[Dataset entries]

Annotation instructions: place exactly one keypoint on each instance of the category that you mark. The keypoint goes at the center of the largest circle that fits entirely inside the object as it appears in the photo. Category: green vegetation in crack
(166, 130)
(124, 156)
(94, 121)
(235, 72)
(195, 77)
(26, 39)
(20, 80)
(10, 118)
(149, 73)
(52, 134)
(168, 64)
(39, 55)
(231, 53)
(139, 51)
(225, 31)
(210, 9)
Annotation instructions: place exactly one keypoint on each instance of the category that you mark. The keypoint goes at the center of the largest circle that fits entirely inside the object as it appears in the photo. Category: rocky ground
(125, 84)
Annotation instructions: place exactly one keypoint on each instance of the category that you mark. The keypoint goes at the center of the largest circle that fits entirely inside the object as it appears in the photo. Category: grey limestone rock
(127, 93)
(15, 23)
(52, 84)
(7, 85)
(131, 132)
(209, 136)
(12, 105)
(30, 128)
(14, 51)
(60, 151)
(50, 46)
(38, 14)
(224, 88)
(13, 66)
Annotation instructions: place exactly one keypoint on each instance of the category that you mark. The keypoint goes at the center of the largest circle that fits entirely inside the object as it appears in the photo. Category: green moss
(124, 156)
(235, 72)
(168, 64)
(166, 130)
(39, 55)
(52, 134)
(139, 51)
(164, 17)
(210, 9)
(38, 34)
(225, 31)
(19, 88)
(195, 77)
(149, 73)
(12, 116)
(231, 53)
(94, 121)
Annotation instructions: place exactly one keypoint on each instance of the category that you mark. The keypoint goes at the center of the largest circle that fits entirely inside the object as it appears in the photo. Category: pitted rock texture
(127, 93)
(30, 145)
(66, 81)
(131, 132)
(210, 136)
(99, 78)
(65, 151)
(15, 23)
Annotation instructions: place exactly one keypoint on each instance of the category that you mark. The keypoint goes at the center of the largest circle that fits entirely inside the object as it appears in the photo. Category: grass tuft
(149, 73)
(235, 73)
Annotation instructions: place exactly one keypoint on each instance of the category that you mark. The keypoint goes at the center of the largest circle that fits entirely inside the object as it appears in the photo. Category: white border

## What is expected
Print out all the entries above exactly.

## Solution for this problem
Annotation instructions: place exactly one keypoint on each instance of the category that you mark. The keypoint goes at the center of the largest circle that fits entirely inside the object as it appears in the photo. Category: green vegetation in crack
(166, 130)
(124, 156)
(94, 121)
(235, 72)
(195, 77)
(26, 39)
(20, 80)
(10, 118)
(149, 73)
(52, 134)
(168, 64)
(39, 55)
(231, 53)
(139, 51)
(225, 31)
(210, 9)
Annotation instructions: place exactly one keypoint on each instance of the category that you mark. The keypoint goes at the center of the largest circle that fits entirely inside the object as it appears in the photo. Category: rocky ground
(125, 84)
Annotation instructions: place exactly one keypoint on each instance of the category that you mark. The keypoint goes at the center of the largest circle that fits entirely inside the object as it appears in the photo. Category: grey limestone rock
(127, 93)
(15, 23)
(52, 84)
(7, 85)
(131, 132)
(209, 136)
(12, 105)
(30, 128)
(14, 51)
(60, 151)
(50, 46)
(38, 14)
(224, 88)
(13, 66)
Annotation instructions: place exactly one keypoint on each instance of the category that you mark. The keypoint goes at the center of the largest circle that fits entirely inside the object as it appears in the photo. Category: green moss
(124, 156)
(235, 72)
(168, 64)
(166, 130)
(39, 55)
(52, 134)
(139, 51)
(164, 17)
(210, 9)
(38, 34)
(225, 31)
(19, 88)
(195, 77)
(149, 73)
(12, 116)
(231, 53)
(94, 121)
Annotation instructions: place exactly one keypoint on each instance of the category that you mark. The keypoint goes at the center of the largest circle that fits entirely inside the object as it appears in the photo. Category: pitted rock texture
(127, 93)
(30, 145)
(66, 81)
(131, 132)
(210, 136)
(99, 78)
(65, 151)
(15, 23)
Annotation instructions: place exactly one keypoint on each instance of the category that you mark. The keypoint goes at the center of the largest circle that fits entirely inside the object as it appears in the photo. Category: grass tuft
(149, 73)
(235, 73)
Annotation instructions: place exactly one keypoint on each instance of the category that you mark. The keypoint goes at the center of the largest circle that fits entirely inside the object as it appears in the photo. Category: white border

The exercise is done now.